• [Excerpted text]:
=====
The AC Midwest Subordinated Note, which will mature on December 15, 2020 and be guaranteed by MES, is non-convertible and will bear interest equal to the three-month LIBOR rate plus 5.0% per annum, payable quarterly on or before the last day of each fiscal quarter beginning December 31, 2016. The interest rate shall be subject to adjustment each quarter based on the then current LIBOR rate. Commencing on June 15, 2017 and continuing on each September 15, December 15, March 15 and June 15 thereafter, the Company shall pay principal on the AC Midwest Subordinated Note in equal installments of (i) $500,000 per quarter for the 2017 calendar year, (ii) $625,000 per quarter for the 2018 calendar year, and (iii) thereafter $750,000 per quarter, with a final payment of all outstanding principal together with such other amounts as shall then be due and owing from the Company to AC Midwest on the maturity date. Notwithstanding the foregoing, until the New AC Midwest Secured Note and LC Note are paid in full, AC Midwest will not be entitled to receive any payment on account of the AC Midwest Subordinated Note (other than regularly scheduled interest payments).
=====
• [Information supplied]:
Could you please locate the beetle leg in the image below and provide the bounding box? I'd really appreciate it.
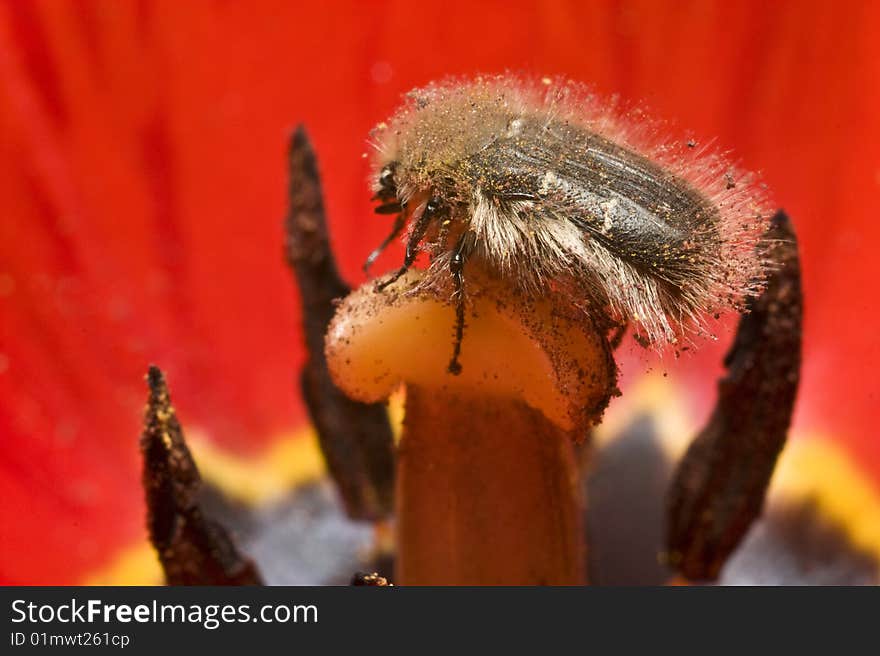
=====
Please write out the full passage on the AC Midwest Subordinated Note again, word for word.

• [Response]:
The AC Midwest Subordinated Note, which will mature on December 15, 2020 and be guaranteed by MES, is non-convertible and will bear interest equal to the three-month LIBOR rate plus 5.0% per annum, payable quarterly on or before the last day of each fiscal quarter beginning December 31, 2016. The interest rate shall be subject to adjustment each quarter based on the then current LIBOR rate. Commencing on June 15, 2017 and continuing on each September 15, December 15, March 15 and June 15 thereafter, the Company shall pay principal on the AC Midwest Subordinated Note in equal installments of (i) $500,000 per quarter for the 2017 calendar year, (ii) $625,000 per quarter for the 2018 calendar year, and (iii) thereafter $750,000 per quarter, with a final payment of all outstanding principal together with such other amounts as shall then be due and owing from the Company to AC Midwest on the maturity date. Notwithstanding the foregoing, until the New AC Midwest Secured Note and LC Note are paid in full, AC Midwest will not be entitled to receive any payment on account of the AC Midwest Subordinated Note (other than regularly scheduled interest payments).